> [WHAT IS EXPECTED]:
Reproduce the data starting at its beginning and ending at the line containing "[[239, 146, 498, 288], [195, 317, 489, 561]]", with "shoulder" replaced by "upper arm" and all else unchanged. Leave out the pictures.

> [INPUT MATERIAL]:
[START]
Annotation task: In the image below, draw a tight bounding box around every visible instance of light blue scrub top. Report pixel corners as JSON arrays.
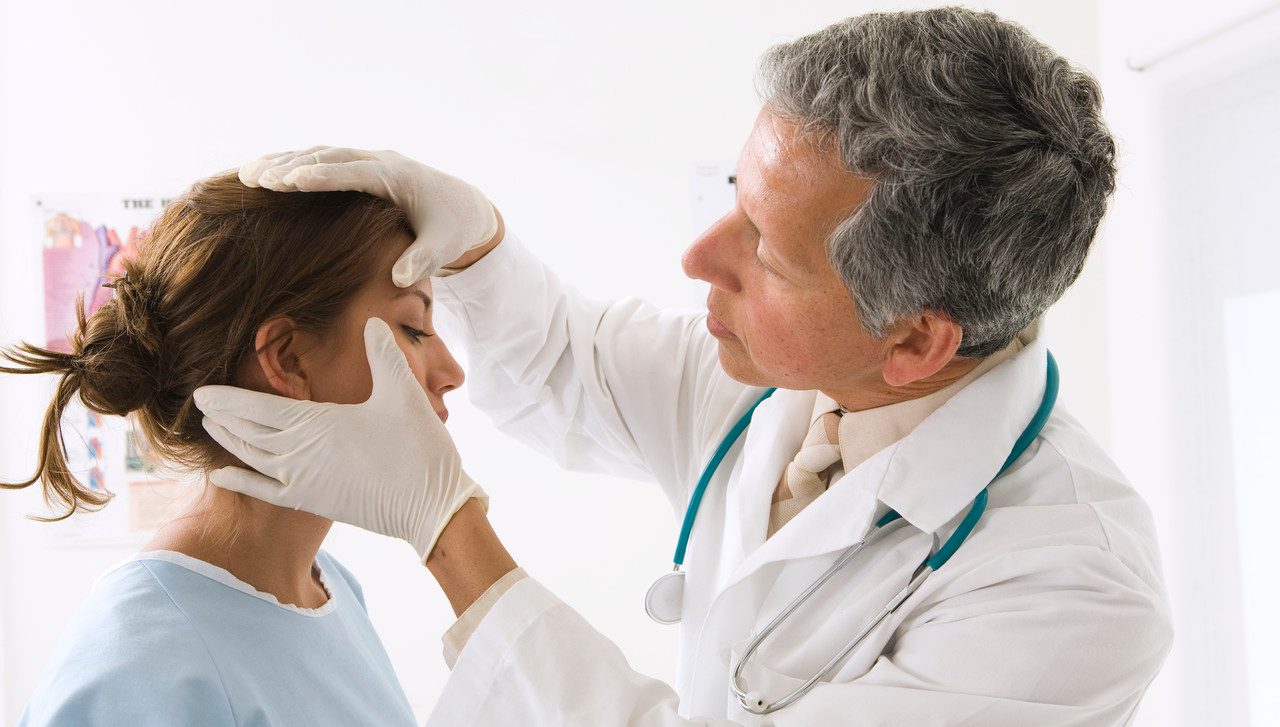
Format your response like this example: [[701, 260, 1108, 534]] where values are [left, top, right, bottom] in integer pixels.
[[19, 552, 416, 727]]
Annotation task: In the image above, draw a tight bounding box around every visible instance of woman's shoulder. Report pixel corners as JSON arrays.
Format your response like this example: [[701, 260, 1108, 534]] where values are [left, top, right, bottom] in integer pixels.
[[316, 550, 367, 611], [22, 559, 234, 726]]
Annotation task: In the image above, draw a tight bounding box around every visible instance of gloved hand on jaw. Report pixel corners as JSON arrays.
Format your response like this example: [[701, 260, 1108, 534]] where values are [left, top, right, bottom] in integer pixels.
[[239, 146, 498, 288], [195, 317, 489, 561]]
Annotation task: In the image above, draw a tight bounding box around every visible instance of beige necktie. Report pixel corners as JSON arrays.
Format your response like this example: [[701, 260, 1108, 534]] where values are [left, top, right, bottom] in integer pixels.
[[768, 411, 840, 538]]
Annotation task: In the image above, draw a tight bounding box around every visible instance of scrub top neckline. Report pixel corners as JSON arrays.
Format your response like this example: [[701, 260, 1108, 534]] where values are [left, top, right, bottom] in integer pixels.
[[125, 550, 337, 618]]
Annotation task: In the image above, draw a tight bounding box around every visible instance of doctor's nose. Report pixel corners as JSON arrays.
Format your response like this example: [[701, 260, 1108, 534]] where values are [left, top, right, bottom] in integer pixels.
[[680, 214, 740, 292]]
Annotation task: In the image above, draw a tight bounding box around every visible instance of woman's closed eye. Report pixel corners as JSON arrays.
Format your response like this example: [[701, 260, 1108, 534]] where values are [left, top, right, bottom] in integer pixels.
[[401, 325, 434, 343]]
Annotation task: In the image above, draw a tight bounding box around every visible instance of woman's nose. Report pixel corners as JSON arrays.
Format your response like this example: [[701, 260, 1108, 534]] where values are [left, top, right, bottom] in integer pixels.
[[426, 335, 467, 397]]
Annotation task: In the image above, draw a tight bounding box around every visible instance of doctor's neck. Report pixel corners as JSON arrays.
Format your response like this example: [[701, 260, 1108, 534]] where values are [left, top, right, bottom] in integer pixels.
[[823, 356, 983, 412], [143, 485, 333, 608]]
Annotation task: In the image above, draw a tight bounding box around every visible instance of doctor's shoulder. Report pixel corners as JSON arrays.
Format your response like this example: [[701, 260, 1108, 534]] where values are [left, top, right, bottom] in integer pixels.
[[931, 407, 1172, 642], [18, 559, 236, 727]]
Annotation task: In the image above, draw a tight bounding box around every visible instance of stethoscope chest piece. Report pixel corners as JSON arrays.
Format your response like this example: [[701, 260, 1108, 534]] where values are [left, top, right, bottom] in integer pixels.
[[644, 571, 685, 625]]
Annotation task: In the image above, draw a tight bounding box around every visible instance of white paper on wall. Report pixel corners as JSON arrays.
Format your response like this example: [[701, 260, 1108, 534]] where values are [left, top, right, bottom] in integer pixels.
[[33, 195, 192, 540]]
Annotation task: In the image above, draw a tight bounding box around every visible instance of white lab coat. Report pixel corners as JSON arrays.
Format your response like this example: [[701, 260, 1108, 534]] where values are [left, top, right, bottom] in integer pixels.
[[429, 234, 1171, 727]]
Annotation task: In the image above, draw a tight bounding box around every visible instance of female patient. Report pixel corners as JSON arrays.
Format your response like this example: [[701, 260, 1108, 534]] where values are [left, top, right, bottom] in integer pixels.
[[0, 174, 462, 726]]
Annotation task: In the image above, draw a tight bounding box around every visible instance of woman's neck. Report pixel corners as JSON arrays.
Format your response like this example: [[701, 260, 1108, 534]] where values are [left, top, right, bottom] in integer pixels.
[[143, 485, 333, 608]]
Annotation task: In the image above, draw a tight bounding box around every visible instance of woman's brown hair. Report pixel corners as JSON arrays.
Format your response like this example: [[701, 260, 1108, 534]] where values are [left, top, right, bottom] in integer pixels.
[[0, 172, 412, 520]]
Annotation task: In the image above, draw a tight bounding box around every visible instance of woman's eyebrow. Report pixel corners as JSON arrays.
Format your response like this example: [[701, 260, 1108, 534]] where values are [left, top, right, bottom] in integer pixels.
[[392, 288, 431, 310]]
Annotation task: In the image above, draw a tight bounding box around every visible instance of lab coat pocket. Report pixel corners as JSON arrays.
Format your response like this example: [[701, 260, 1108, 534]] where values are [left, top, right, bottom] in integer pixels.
[[721, 637, 808, 727]]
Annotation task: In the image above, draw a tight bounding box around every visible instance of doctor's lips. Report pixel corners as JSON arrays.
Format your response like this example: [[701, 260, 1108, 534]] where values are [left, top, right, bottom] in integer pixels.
[[707, 308, 737, 338]]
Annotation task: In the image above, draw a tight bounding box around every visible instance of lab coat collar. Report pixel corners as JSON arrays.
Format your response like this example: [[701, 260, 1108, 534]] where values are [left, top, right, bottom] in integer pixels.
[[722, 330, 1046, 589], [879, 339, 1047, 532]]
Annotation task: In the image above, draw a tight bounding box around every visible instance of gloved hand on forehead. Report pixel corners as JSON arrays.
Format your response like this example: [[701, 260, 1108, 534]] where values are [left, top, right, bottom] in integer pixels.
[[195, 319, 489, 561], [239, 146, 498, 288]]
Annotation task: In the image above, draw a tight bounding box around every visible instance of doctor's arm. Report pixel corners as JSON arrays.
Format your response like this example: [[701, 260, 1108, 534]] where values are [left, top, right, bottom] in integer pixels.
[[428, 507, 1169, 727], [426, 500, 739, 727]]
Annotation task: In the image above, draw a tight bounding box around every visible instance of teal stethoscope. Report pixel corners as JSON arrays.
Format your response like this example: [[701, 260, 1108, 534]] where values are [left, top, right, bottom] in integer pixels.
[[645, 353, 1057, 714]]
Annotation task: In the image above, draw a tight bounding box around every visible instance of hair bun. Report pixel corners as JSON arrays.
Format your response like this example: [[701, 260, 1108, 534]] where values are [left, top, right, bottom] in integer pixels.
[[72, 270, 164, 416]]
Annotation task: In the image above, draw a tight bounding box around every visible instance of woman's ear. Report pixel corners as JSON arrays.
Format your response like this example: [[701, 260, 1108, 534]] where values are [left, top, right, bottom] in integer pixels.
[[253, 316, 311, 399]]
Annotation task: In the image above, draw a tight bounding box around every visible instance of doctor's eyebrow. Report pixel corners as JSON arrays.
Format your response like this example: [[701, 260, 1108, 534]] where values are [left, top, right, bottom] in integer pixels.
[[392, 288, 431, 311]]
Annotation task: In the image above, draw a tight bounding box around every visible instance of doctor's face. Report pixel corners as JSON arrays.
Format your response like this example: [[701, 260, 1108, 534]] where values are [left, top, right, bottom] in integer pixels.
[[684, 110, 882, 392]]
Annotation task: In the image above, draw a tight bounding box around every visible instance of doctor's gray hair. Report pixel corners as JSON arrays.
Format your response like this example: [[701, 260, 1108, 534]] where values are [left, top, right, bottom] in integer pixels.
[[760, 8, 1116, 357]]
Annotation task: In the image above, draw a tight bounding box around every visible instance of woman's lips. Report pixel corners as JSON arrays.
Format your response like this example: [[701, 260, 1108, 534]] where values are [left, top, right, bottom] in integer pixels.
[[707, 311, 737, 338]]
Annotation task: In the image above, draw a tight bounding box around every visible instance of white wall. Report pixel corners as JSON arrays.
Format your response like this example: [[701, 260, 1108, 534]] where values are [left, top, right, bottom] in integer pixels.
[[0, 0, 1110, 723], [1100, 0, 1280, 726]]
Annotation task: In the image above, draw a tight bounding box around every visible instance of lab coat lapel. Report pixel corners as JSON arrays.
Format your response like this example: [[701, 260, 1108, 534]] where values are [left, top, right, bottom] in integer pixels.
[[721, 389, 814, 573], [880, 339, 1047, 532]]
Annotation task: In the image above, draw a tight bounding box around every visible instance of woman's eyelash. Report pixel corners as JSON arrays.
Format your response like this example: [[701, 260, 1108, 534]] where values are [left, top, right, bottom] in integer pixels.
[[401, 325, 431, 342]]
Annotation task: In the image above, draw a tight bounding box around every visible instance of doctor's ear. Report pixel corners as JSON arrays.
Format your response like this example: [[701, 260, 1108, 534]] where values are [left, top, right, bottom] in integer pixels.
[[246, 316, 311, 399]]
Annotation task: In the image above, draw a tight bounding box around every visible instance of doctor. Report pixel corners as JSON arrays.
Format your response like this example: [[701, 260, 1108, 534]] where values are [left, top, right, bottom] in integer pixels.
[[197, 9, 1171, 727]]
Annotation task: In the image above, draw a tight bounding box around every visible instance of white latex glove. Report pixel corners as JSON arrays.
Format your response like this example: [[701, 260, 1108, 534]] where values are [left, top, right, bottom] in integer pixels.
[[239, 146, 498, 288], [195, 317, 488, 561]]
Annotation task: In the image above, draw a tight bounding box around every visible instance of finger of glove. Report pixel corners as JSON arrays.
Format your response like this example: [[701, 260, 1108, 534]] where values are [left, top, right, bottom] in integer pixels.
[[282, 159, 396, 197], [192, 385, 325, 430], [365, 317, 424, 409], [239, 145, 325, 187], [392, 236, 440, 288], [314, 146, 379, 164], [209, 467, 297, 509], [205, 412, 294, 454], [259, 146, 374, 192], [200, 416, 279, 475]]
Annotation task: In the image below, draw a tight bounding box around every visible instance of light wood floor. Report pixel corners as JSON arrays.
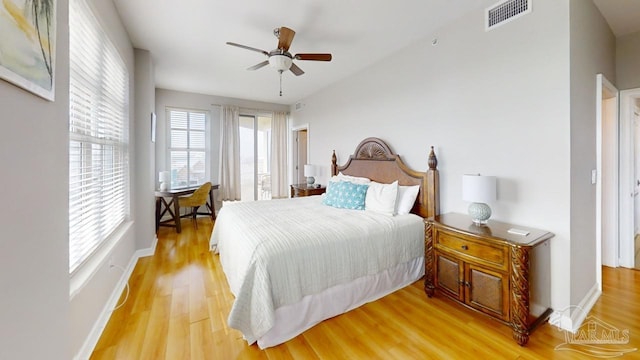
[END]
> [THE RESULT]:
Annotation task: In the image below, draw a tight bounding box around every visible instance of light blue scrub top. Report pixel corners as JSON arrays.
Format your response like this example: [[701, 260, 1108, 534]] where values are [left, top, right, bottom] in integer pixels.
[[19, 552, 416, 727]]
Annotation task: In the image above, draw a tight bounding box around every visible instance of woman's upper arm. Report pixel corners as JSON arrays.
Format your response like this example: [[701, 260, 1108, 534]] where values are [left, top, right, bottom] in integer pixels.
[[316, 550, 367, 611], [22, 559, 234, 726]]
Annotation task: In the image above, draw a tight bounding box around every visible instance of gloved hand on jaw. Report pixel corners as JSON arrays.
Format your response like this example: [[701, 260, 1108, 534]] where values are [left, top, right, bottom] in integer pixels.
[[239, 146, 498, 288], [195, 317, 489, 561]]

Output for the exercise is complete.